Set task a:
In the passage on Australian new car sales, how many new car sales opened the new year?

Passage given:
──────────

Although the data is a welcome change from what we’ve seen in recent times, the Australian Automotive Dealers Association (AADA) is still approaching the situation with caution. Its CEO was on the record as saying that “the industry is growing off a very low base after a period of falling sales which lasted for 31 months.” Pent-up demand and a backlog of orders have also been cited as factors driving the latest set of numbers.
Total new car sales
The new year kicked off with a total of 79,666 new car sales, a number that was 11.1% ahead of last year’s comparable figure from the same month.
With rising demand and production issues hurting supply, there have been ongoing stock issues in showrooms across the country, something that otherwise weighed on what could have been an even better result. Unfortunately, this has led to waiting times for various models, some of which are quite significant, and has also meant that the negotiating power has shifted away from buyers for the time being.
Underlining how broad the rebound in the market has been, year-on-year sales growth was observed in every state and territory across the nation. The range of growth was between 1.9% and 38.7%.
New car sales by segment
The domination of the SUV segment at 52.1% market share is hardly surprising, however, light commercial vehicles are quickly closing the gap to passenger vehicles. This comes as an ever-growing number of Aussies step into utes, particularly the market-leading Toyota HiLux and Ford Ranger.
A positive sign for the industry is the source of the sales growth. Sales to private buyers were up 25.4% to a total of 43,402, offsetting a fall in other divisions. Business fleet sales declined by 1.3% to 28,591, rental car sales fell 12.4% to 3,120, and government fleet sales eased 11.2% to 2,146.
Last but not least, the market saw 47,356 petrol-powered vehicles registered in January, a number that is 3.8% higher than a year prior. Meanwhile, diesel sales came in at 24,662 diesels, up 19.1%, led by utes. Hybrid sales continue to surge, rising 51.1% to 5,247. Large growth figures for electric vehicles and plug-in hybrids are good to see, however, still represent a negligible portion of the market.

──────────

Set task b:
Copy the records word for word from their first line through the line holding "<point>761,707</point>", inclusive.

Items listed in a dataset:
──────────

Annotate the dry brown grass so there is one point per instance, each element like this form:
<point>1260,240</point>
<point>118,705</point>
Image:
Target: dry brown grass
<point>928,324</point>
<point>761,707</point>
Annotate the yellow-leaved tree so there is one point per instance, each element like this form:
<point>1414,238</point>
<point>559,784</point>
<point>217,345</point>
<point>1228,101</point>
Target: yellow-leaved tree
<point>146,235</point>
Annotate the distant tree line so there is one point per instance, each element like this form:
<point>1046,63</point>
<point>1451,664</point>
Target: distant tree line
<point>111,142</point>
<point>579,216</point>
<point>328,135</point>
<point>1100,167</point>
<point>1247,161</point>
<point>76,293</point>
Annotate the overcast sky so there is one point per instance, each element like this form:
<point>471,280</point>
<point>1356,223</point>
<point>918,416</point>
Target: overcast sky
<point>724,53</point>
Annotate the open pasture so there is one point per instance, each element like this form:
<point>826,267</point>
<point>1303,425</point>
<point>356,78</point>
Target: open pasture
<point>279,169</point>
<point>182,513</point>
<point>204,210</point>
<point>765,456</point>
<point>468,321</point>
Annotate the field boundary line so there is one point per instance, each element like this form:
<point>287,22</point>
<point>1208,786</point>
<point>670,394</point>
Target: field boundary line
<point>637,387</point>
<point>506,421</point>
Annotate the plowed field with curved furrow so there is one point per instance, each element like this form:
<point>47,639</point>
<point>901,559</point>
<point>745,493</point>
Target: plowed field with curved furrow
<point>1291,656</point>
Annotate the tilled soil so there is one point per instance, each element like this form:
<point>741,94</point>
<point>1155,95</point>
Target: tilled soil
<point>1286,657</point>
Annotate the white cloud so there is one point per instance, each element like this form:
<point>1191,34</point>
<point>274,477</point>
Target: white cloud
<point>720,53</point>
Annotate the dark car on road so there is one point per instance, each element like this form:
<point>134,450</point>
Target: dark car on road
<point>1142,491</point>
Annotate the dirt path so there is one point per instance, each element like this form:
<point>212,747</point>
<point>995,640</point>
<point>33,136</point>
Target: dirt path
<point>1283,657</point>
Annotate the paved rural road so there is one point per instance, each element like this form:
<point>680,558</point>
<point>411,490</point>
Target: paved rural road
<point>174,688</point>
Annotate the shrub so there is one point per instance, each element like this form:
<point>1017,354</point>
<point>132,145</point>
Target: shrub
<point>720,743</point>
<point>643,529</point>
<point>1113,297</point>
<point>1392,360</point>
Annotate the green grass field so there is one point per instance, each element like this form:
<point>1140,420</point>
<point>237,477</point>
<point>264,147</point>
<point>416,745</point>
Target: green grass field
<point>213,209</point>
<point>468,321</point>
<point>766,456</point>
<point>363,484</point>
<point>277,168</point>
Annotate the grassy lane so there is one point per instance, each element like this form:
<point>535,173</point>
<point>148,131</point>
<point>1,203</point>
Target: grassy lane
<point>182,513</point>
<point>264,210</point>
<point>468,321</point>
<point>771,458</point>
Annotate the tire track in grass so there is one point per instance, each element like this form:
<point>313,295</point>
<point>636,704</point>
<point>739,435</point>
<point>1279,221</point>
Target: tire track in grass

──────────

Answer a:
79,666 new car sales.

Answer b:
Annotate the dry brown grass so there is one point per instance, each element like this form:
<point>1260,240</point>
<point>118,705</point>
Image:
Target: dry brown grass
<point>928,324</point>
<point>761,707</point>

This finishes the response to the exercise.